[Your objective]
Retype every one of the following records line by line, with no changes to any character.

[Provided records]
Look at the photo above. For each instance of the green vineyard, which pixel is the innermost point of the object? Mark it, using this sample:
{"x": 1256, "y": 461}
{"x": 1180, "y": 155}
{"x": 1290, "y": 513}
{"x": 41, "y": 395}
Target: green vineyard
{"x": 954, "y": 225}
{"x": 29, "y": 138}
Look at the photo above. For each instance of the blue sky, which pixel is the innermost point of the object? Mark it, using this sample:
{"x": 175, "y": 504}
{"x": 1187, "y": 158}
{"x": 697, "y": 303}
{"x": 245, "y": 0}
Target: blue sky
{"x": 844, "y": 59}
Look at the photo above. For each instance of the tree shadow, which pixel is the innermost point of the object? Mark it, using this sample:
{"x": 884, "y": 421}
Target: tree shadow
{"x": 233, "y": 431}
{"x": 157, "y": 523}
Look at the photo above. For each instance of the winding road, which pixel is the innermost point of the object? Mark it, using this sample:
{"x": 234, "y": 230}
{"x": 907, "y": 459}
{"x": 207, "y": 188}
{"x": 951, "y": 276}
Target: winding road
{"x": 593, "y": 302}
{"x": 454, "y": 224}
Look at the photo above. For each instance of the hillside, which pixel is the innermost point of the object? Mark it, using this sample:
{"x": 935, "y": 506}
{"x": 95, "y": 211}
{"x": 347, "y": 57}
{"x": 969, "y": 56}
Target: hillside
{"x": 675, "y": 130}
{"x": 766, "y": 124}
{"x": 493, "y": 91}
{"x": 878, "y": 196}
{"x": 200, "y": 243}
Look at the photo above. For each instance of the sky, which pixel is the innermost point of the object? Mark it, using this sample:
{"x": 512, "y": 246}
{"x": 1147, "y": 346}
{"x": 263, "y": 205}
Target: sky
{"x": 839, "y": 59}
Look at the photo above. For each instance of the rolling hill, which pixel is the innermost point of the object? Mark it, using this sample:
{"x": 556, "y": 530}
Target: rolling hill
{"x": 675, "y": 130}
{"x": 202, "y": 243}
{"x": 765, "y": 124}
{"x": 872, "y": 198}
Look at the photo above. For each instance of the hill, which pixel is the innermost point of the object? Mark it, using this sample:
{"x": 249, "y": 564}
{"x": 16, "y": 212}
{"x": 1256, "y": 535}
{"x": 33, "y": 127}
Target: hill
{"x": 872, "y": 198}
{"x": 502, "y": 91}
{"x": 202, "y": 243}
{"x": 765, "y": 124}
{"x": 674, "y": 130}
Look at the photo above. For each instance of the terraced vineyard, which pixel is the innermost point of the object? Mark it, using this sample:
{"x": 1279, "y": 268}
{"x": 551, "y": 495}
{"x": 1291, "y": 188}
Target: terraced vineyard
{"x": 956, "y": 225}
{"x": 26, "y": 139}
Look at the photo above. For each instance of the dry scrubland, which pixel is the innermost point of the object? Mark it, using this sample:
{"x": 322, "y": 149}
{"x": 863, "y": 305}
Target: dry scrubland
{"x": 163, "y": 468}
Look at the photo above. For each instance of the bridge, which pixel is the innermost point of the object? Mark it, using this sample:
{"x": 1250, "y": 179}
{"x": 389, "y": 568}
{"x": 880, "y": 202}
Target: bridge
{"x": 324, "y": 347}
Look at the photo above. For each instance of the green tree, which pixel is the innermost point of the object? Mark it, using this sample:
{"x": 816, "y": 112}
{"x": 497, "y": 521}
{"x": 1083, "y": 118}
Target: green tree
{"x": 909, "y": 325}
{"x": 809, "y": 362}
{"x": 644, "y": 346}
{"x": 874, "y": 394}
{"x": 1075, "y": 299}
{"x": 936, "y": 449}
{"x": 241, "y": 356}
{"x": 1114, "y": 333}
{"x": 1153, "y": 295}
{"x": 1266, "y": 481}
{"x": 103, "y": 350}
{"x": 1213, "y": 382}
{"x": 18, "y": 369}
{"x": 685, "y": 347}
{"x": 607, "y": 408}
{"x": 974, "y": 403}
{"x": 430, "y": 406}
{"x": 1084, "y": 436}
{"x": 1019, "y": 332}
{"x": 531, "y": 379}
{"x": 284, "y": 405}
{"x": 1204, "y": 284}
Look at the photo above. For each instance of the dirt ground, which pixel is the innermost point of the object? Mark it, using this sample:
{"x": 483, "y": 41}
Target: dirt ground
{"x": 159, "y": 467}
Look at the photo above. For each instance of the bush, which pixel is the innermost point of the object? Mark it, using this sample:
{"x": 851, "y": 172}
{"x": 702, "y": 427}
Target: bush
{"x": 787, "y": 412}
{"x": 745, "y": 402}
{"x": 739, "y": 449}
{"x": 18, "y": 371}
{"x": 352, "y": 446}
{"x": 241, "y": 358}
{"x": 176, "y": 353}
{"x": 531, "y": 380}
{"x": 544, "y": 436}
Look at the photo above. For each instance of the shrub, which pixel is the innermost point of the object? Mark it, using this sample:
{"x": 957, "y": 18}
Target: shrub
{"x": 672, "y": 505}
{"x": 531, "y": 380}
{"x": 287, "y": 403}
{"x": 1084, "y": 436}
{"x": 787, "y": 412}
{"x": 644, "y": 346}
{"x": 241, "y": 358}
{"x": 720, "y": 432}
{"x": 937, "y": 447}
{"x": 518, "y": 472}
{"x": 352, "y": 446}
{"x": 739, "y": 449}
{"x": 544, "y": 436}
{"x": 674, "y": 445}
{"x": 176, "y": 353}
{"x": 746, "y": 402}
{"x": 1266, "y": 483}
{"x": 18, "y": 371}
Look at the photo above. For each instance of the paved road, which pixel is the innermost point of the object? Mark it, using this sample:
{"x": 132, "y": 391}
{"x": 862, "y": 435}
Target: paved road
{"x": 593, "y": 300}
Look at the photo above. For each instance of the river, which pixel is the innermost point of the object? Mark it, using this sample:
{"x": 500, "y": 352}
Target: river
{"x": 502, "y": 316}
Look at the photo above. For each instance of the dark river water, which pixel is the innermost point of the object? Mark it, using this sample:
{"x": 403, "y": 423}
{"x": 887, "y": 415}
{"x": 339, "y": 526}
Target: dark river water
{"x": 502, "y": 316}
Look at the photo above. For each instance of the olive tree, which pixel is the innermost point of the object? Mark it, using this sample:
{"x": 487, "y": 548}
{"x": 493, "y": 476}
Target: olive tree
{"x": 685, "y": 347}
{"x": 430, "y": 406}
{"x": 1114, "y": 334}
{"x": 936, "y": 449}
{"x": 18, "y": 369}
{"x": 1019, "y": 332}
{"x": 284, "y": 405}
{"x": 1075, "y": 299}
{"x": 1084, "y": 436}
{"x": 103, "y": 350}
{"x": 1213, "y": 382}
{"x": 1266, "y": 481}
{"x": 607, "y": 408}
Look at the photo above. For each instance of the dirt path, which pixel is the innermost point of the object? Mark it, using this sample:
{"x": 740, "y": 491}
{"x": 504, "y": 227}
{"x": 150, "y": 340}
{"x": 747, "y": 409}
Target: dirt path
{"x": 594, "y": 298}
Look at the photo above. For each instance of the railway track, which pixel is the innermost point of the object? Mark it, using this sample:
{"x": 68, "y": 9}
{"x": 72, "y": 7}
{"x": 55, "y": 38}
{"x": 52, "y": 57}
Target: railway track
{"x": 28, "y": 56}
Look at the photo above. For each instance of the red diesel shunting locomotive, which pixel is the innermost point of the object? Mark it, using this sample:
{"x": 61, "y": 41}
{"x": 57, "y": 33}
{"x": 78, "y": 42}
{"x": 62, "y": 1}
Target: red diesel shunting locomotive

[Solution to this exercise]
Look at the photo above. For each instance of the green vineyard, which pixel is the innermost point of the object? Mark it, using this sample:
{"x": 1256, "y": 461}
{"x": 1180, "y": 155}
{"x": 1290, "y": 513}
{"x": 41, "y": 395}
Target: green vineyard
{"x": 954, "y": 225}
{"x": 29, "y": 138}
Look at the photo above. For each instance of the blue sky, which pixel is the innermost point of the object? Mark it, using this sample:
{"x": 175, "y": 504}
{"x": 1187, "y": 158}
{"x": 697, "y": 303}
{"x": 245, "y": 0}
Target: blue sky
{"x": 844, "y": 59}
Look at the photo above. For each instance of the tree shadow, which pixel is the innermost point of the object? Mark it, using this sample:
{"x": 884, "y": 421}
Target: tree shadow
{"x": 233, "y": 431}
{"x": 157, "y": 523}
Look at the photo above. For each instance of the winding road, which pixel is the innermost point of the object? Mark it, using this sample:
{"x": 234, "y": 230}
{"x": 907, "y": 459}
{"x": 207, "y": 188}
{"x": 951, "y": 276}
Target: winding road
{"x": 593, "y": 302}
{"x": 454, "y": 224}
Look at the photo above. For each instance of the hillside, which pixel is the innermost point of the object? Mark it, using this sample:
{"x": 935, "y": 506}
{"x": 95, "y": 211}
{"x": 347, "y": 57}
{"x": 969, "y": 56}
Target: hillside
{"x": 675, "y": 130}
{"x": 766, "y": 124}
{"x": 493, "y": 91}
{"x": 878, "y": 196}
{"x": 200, "y": 243}
Look at the photo above. For each instance of the sky, which pixel is the innermost point of the object? Mark it, using this sample:
{"x": 512, "y": 246}
{"x": 1147, "y": 346}
{"x": 263, "y": 205}
Target: sky
{"x": 839, "y": 59}
Look at the photo above. For each instance of the rolling hill, which pixel is the innermost point of the object? Mark it, using this sample:
{"x": 556, "y": 530}
Target: rolling hill
{"x": 675, "y": 130}
{"x": 202, "y": 243}
{"x": 765, "y": 124}
{"x": 872, "y": 198}
Look at the photo above. For each instance of the hill, which pixel is the innermost point of the object? Mark it, using this sample:
{"x": 249, "y": 564}
{"x": 16, "y": 212}
{"x": 1256, "y": 535}
{"x": 33, "y": 127}
Target: hill
{"x": 872, "y": 198}
{"x": 502, "y": 91}
{"x": 202, "y": 243}
{"x": 765, "y": 124}
{"x": 674, "y": 130}
Look at the photo above. For each instance of the terraced vineyard, which pixel is the innermost point of the object? Mark it, using this sample:
{"x": 1279, "y": 268}
{"x": 551, "y": 495}
{"x": 1291, "y": 188}
Target: terraced vineyard
{"x": 956, "y": 225}
{"x": 26, "y": 139}
Look at the photo above. For each instance of the dry scrubland, which pixel is the innermost point of the object? Mark it, using this sample:
{"x": 322, "y": 149}
{"x": 863, "y": 305}
Target: dry scrubland
{"x": 163, "y": 468}
Look at the photo above. For each instance of the bridge, which pixel is the innermost point of the object? Mark it, using this sample:
{"x": 1250, "y": 179}
{"x": 389, "y": 568}
{"x": 880, "y": 202}
Target: bridge
{"x": 324, "y": 347}
Look at the photo above. For each instance of the green tree, which pixel is the innermost point of the object? Mark it, using this sample:
{"x": 816, "y": 112}
{"x": 497, "y": 521}
{"x": 1083, "y": 118}
Target: green tree
{"x": 909, "y": 325}
{"x": 809, "y": 362}
{"x": 644, "y": 346}
{"x": 874, "y": 394}
{"x": 1075, "y": 299}
{"x": 936, "y": 449}
{"x": 241, "y": 356}
{"x": 1114, "y": 333}
{"x": 1153, "y": 295}
{"x": 1266, "y": 481}
{"x": 103, "y": 350}
{"x": 1213, "y": 382}
{"x": 18, "y": 369}
{"x": 685, "y": 347}
{"x": 607, "y": 408}
{"x": 974, "y": 403}
{"x": 430, "y": 406}
{"x": 1084, "y": 436}
{"x": 1019, "y": 332}
{"x": 531, "y": 379}
{"x": 284, "y": 405}
{"x": 1204, "y": 284}
Look at the photo above. For each instance of the dirt ground, which pixel is the innermost point of the object? Mark it, using this sample:
{"x": 483, "y": 41}
Target: dirt ground
{"x": 159, "y": 467}
Look at the photo above. For each instance of the bush, which pixel is the innermost point of the object? Mark it, using this sample:
{"x": 851, "y": 172}
{"x": 702, "y": 427}
Target: bush
{"x": 787, "y": 412}
{"x": 745, "y": 402}
{"x": 739, "y": 449}
{"x": 18, "y": 371}
{"x": 352, "y": 446}
{"x": 241, "y": 358}
{"x": 176, "y": 353}
{"x": 531, "y": 380}
{"x": 544, "y": 436}
Look at the photo above. For each instance of the shrub, which pixel is the innermost point of the object? Mark it, using this sample:
{"x": 957, "y": 18}
Target: shrub
{"x": 672, "y": 505}
{"x": 531, "y": 380}
{"x": 287, "y": 403}
{"x": 1084, "y": 436}
{"x": 787, "y": 412}
{"x": 644, "y": 346}
{"x": 241, "y": 358}
{"x": 720, "y": 432}
{"x": 937, "y": 447}
{"x": 518, "y": 472}
{"x": 352, "y": 446}
{"x": 739, "y": 449}
{"x": 544, "y": 436}
{"x": 674, "y": 445}
{"x": 176, "y": 353}
{"x": 746, "y": 402}
{"x": 1266, "y": 483}
{"x": 18, "y": 371}
Look at the photo above. For each instance of the paved road, which pixel is the innermost point of the object? Mark it, using this sample:
{"x": 132, "y": 391}
{"x": 862, "y": 435}
Target: paved road
{"x": 593, "y": 300}
Look at the photo above. For each instance of the river, which pixel is the innermost point of the object? Mark it, using this sample:
{"x": 500, "y": 352}
Target: river
{"x": 502, "y": 316}
Look at the photo above. For each instance of the dark river water, which pixel is the innermost point of the object? Mark it, using this sample:
{"x": 403, "y": 423}
{"x": 887, "y": 415}
{"x": 339, "y": 526}
Target: dark river water
{"x": 502, "y": 316}
Look at the photo above. For each instance of the olive tree, which pixel is the innermost point of the object? Mark it, using this sample:
{"x": 487, "y": 548}
{"x": 493, "y": 476}
Target: olive tree
{"x": 685, "y": 347}
{"x": 430, "y": 406}
{"x": 1114, "y": 334}
{"x": 936, "y": 449}
{"x": 18, "y": 369}
{"x": 1019, "y": 332}
{"x": 284, "y": 405}
{"x": 1075, "y": 299}
{"x": 1084, "y": 436}
{"x": 103, "y": 350}
{"x": 1213, "y": 382}
{"x": 1266, "y": 481}
{"x": 607, "y": 408}
Look at the photo above. For each instance of the dirt path, which pixel is the innermost point of the object? Mark it, using this sample:
{"x": 740, "y": 491}
{"x": 504, "y": 227}
{"x": 150, "y": 340}
{"x": 747, "y": 409}
Target: dirt path
{"x": 594, "y": 298}
Look at the photo above. For each instance of the railway track, which pixel is the innermost point of the object? Mark it, using this sample:
{"x": 68, "y": 9}
{"x": 72, "y": 7}
{"x": 55, "y": 38}
{"x": 52, "y": 57}
Target: railway track
{"x": 28, "y": 56}
Look at the photo above. For each instance of the red diesel shunting locomotive, which pixel is the innermost point of the object? Mark it, using this sample:
{"x": 61, "y": 41}
{"x": 57, "y": 33}
{"x": 78, "y": 42}
{"x": 62, "y": 1}
Target: red diesel shunting locomotive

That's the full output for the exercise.